Copy the listing below word for word, from its first line through the line containing "(1103, 837)", with both ends included.

***

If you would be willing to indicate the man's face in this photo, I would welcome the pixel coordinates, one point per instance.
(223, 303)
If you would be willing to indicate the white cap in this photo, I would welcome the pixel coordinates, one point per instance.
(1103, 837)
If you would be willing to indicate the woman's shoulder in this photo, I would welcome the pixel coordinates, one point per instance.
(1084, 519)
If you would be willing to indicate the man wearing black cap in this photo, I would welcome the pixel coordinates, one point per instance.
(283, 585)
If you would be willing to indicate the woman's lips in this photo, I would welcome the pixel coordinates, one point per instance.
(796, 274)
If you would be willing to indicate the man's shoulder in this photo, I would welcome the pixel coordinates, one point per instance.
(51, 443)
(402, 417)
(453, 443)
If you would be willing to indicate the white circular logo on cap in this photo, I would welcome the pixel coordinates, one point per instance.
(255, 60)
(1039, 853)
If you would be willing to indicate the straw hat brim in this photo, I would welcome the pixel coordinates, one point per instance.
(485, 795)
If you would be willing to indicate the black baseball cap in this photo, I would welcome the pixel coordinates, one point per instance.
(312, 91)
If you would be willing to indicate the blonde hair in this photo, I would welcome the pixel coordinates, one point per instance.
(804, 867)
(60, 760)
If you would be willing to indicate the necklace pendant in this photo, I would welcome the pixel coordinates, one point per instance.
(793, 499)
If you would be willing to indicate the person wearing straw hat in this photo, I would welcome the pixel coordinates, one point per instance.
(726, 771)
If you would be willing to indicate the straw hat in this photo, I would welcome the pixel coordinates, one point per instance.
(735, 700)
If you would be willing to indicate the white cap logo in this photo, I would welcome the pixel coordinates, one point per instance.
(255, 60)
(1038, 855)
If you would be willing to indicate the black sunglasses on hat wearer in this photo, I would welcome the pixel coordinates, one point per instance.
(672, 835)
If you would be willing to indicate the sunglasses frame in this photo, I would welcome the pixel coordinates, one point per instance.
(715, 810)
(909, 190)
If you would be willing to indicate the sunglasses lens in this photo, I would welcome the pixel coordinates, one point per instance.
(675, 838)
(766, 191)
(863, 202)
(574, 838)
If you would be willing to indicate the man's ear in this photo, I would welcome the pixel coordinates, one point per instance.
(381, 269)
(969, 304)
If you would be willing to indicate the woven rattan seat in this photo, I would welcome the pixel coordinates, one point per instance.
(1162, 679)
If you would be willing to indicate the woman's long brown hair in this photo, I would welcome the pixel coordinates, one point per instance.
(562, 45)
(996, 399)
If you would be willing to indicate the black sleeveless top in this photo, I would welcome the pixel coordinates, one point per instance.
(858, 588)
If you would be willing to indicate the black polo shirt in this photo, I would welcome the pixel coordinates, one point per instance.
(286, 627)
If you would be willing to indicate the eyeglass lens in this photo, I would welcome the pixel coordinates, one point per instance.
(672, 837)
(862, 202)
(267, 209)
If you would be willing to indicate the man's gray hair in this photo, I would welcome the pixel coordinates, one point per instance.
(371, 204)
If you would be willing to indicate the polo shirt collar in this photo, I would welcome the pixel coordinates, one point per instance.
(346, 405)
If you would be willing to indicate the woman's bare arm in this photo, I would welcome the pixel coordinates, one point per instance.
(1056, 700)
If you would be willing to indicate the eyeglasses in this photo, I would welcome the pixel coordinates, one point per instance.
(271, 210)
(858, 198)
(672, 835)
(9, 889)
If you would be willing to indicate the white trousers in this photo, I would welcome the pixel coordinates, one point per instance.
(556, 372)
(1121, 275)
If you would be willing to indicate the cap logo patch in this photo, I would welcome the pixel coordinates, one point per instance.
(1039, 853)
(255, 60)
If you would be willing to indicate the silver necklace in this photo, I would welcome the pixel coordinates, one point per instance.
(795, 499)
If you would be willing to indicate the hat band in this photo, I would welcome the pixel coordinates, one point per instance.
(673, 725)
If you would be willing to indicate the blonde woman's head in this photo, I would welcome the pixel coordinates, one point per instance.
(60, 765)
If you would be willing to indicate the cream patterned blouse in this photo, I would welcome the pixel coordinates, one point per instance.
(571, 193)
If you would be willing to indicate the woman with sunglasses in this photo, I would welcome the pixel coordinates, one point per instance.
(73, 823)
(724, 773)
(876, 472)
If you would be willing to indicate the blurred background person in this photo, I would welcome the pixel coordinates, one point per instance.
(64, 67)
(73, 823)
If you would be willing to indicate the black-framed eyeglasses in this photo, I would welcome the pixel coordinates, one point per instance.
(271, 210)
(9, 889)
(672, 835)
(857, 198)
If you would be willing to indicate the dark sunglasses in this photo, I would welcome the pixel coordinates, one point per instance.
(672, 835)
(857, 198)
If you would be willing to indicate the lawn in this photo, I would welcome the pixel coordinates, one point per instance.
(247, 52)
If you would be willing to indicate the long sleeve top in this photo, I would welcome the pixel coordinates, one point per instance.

***

● **Exercise solution**
If you would be willing to indicate the man's face in this photo, I would welcome the pixel coordinates, one point per instance.
(223, 303)
If you would be willing to indicate the white cap in this photo, I would welcome the pixel coordinates, one point per instance.
(1103, 837)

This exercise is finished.